__Work instruction__: Every line of the entries below that includes "task" belongs in the answer, copied as written.

Top of Supplied entries

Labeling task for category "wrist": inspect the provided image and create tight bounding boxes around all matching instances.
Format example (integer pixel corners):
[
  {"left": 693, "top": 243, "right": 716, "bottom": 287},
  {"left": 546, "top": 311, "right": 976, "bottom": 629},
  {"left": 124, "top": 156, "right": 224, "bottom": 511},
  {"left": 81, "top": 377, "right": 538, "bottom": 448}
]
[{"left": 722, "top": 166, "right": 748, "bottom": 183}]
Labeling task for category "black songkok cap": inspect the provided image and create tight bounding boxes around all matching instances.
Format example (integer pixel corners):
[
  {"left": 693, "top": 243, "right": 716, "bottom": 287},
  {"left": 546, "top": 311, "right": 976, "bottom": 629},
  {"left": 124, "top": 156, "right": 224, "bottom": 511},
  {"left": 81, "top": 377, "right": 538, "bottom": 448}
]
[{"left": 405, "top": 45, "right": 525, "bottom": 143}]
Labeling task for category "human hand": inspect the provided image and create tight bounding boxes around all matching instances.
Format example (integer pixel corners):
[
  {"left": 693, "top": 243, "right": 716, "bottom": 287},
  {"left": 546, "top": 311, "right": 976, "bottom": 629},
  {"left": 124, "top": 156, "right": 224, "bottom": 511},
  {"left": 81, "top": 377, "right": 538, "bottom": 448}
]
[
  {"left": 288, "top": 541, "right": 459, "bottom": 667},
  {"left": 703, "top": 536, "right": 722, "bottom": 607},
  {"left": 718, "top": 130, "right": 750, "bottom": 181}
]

Bottom of Supplied entries

__Response__:
Labeling task for category "wrist": inspect the provided image and create tight bounding boxes around all matching instances.
Labeling task for category "black songkok cap": inspect the provided image and create tight bounding boxes around all matching instances.
Labeling task for category "human hand": inspect the provided image and create tight bounding boxes around all matching instances.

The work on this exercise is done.